Exercise: Only the lines below starting at the one containing "The exact mask" and ending at the one containing "446L451 460L462 542L874" belong in the answer, each copied exactly.

Data for review:
══════════════════════════════
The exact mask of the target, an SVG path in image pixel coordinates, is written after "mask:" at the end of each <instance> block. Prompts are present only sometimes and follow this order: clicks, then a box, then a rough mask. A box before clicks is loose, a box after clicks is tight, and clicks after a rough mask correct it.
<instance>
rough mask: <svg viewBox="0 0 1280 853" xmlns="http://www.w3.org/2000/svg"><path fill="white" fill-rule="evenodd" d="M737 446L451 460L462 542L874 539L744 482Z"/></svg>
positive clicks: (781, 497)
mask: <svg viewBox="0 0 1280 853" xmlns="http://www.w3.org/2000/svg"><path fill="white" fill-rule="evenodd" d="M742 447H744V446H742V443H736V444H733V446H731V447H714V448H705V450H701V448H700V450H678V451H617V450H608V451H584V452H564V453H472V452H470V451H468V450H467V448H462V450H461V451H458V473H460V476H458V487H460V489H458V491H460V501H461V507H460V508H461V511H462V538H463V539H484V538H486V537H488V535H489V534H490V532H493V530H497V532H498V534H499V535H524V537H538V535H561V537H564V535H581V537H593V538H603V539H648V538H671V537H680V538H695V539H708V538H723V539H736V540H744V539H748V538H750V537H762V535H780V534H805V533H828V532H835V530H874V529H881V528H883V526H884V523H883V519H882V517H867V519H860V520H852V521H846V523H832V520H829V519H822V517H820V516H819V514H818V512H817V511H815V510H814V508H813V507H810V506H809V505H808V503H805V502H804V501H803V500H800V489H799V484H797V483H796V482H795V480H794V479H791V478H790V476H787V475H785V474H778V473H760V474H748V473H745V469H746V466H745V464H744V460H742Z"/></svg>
══════════════════════════════
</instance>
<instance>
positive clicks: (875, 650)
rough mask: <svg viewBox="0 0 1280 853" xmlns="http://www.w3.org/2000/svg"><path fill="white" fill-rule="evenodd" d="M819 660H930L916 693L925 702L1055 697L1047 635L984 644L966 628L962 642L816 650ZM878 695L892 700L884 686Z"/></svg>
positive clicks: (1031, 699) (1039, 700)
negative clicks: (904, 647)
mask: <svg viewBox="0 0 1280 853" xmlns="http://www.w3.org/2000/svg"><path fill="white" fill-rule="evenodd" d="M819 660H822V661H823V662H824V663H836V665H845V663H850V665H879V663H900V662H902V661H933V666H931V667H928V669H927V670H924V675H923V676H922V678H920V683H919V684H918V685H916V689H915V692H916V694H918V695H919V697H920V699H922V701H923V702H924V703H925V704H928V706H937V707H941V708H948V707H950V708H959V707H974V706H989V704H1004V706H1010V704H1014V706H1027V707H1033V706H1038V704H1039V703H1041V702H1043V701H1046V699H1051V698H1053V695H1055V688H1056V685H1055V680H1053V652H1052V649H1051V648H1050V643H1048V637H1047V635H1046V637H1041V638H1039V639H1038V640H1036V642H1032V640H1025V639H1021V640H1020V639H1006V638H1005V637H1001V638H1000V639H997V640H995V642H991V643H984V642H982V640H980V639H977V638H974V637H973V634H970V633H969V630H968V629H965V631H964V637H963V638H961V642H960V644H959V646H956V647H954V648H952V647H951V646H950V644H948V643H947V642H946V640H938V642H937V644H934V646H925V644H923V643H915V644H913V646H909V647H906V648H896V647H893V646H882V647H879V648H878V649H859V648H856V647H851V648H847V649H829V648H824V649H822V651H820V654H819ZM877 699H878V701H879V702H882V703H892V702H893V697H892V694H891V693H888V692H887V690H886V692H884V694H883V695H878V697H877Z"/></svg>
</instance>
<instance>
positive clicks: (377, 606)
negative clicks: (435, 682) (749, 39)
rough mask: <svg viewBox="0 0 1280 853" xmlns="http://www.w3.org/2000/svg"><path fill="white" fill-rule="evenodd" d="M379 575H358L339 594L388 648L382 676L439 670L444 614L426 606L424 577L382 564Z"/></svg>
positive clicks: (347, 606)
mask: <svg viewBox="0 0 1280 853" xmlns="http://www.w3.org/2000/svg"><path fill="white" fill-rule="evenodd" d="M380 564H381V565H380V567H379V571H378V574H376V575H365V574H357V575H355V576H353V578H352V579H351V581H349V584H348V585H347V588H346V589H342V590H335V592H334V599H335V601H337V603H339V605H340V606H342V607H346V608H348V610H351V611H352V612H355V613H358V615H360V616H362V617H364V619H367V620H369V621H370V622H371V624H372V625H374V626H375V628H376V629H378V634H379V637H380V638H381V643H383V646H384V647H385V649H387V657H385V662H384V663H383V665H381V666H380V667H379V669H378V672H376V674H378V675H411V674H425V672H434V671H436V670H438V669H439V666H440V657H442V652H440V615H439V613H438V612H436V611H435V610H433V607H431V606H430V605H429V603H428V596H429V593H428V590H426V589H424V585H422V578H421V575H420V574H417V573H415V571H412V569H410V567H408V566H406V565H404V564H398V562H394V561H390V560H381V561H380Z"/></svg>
══════════════════════════════
Answer section:
The exact mask of the target, an SVG path in image pixel coordinates, is written after "mask:" at the end of each <instance> block. Prompts are present only sometimes and follow this order: clicks, then a box, then a rough mask. A box before clicks is loose, a box after clicks is tight, and clicks after a rough mask correct it.
<instance>
rough mask: <svg viewBox="0 0 1280 853" xmlns="http://www.w3.org/2000/svg"><path fill="white" fill-rule="evenodd" d="M737 446L451 460L462 542L874 539L744 482Z"/></svg>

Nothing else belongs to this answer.